## SET PROBLEM
Every record below should be printed exactly as given.

## BEGIN SOURCE RECORDS

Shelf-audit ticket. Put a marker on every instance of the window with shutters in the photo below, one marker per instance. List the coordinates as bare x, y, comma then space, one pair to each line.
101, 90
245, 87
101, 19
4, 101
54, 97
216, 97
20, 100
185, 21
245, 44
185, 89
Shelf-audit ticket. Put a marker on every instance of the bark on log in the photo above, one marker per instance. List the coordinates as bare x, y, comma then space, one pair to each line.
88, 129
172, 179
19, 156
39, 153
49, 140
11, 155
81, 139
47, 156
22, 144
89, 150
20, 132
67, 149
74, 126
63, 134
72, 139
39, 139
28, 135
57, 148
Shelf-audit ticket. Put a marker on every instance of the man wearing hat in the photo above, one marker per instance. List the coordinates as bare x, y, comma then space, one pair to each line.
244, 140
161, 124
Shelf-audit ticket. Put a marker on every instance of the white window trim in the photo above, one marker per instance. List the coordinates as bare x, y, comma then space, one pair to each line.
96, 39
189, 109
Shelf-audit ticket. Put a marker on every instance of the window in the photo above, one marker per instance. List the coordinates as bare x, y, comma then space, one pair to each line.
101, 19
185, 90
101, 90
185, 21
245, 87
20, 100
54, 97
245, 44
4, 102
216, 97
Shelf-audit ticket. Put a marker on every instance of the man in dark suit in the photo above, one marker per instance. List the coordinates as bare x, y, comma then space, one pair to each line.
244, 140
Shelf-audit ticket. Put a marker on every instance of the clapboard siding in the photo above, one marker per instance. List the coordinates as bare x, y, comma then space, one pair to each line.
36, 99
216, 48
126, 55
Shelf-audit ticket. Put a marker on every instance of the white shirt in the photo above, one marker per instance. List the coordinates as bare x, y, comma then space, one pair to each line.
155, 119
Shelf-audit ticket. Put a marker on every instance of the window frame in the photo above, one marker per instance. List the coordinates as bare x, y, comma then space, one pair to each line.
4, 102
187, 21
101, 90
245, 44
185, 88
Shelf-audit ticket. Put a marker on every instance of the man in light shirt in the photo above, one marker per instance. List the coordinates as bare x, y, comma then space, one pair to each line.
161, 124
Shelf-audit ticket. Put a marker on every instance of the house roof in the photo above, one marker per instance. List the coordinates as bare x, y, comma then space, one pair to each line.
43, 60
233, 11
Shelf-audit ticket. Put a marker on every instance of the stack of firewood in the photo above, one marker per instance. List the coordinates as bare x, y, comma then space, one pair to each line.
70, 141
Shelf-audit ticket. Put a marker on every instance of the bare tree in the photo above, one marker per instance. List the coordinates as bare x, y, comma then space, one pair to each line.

## END SOURCE RECORDS

## SOLUTION TO THE PROBLEM
Shelf-audit ticket. Put a marker on every instance of the window with shutters in the photo below, one marker per instance. List the coordinates as bare x, y, comma then space, one pair to each line.
101, 90
245, 87
101, 19
4, 101
54, 97
216, 97
20, 100
185, 21
245, 44
185, 89
Shelf-audit ticket. Put a marker on every instance of the bark on log in the photo above, one marker per instance. List the coordinates as bare x, y, comma then space, one pair to each line.
88, 129
172, 179
19, 156
39, 153
49, 140
11, 155
81, 139
47, 156
22, 144
89, 150
20, 132
67, 149
74, 126
63, 134
72, 139
39, 139
28, 135
57, 148
Shelf-audit ticket. Put a marker on every instance of the man wearing hat in the photo above, one marker per instance. List the coordinates as bare x, y, comma then space, one pair to each line.
244, 140
161, 124
Shelf-audit ticket. Put a marker on every instance of the white window trim in the photo above, one marker per instance. List the coordinates as bare x, y, comma then space, one pair to each line.
96, 39
189, 109
Shelf-audit ticket. Put a marker on every instance of the window in the photo above, one marker per instance. List the coordinates as bare x, y, comma then space, one pair to each line.
101, 19
185, 90
101, 90
185, 21
245, 87
20, 100
54, 97
245, 44
4, 102
216, 97
Shelf-audit ticket. Put a marker on every instance of the man in dark suit in the photo above, one marker per instance. List the coordinates as bare x, y, comma then space, one pair to each line.
244, 140
Shelf-audit ticket. Put a marker on every instance of the clapboard siding in the photo above, one marker per instance. List the coordinates as bare x, y, comma then space, one pair to each line.
36, 99
216, 48
126, 55
Shelf-audit ticket. Put a marker on every instance of the white shirt in the photo above, one marker per instance. List the coordinates as bare x, y, comma then space, one pair to each line.
155, 119
Shelf-audit ticket. Put a marker on every instance of the window frame in the photo above, one marker per instance. List the coordinates as bare x, y, comma then space, one pair to each line.
4, 102
187, 21
101, 90
245, 44
185, 88
Shelf-audit ticket. Put a marker on every instance of the man in light shirt in the photo above, one marker per instance. List the coordinates as bare x, y, comma then space, one pair to each line.
161, 124
Shelf-audit ticket. Put a marker on every instance of the house roof in the photo above, one marker per instance. List the coordinates as bare x, y, comma then space, one pair to each line.
43, 60
233, 11
Shelf-audit ticket. Put a marker on every instance of the stack of firewood in the photo above, one marker per instance. List the coordinates as bare x, y, comma then space, one pair to each line.
70, 141
Shelf-audit ticket. Put a marker on every instance of the bare tree in the photo above, one marker per instance. List the coordinates as bare x, y, comma then space, one pair to each line.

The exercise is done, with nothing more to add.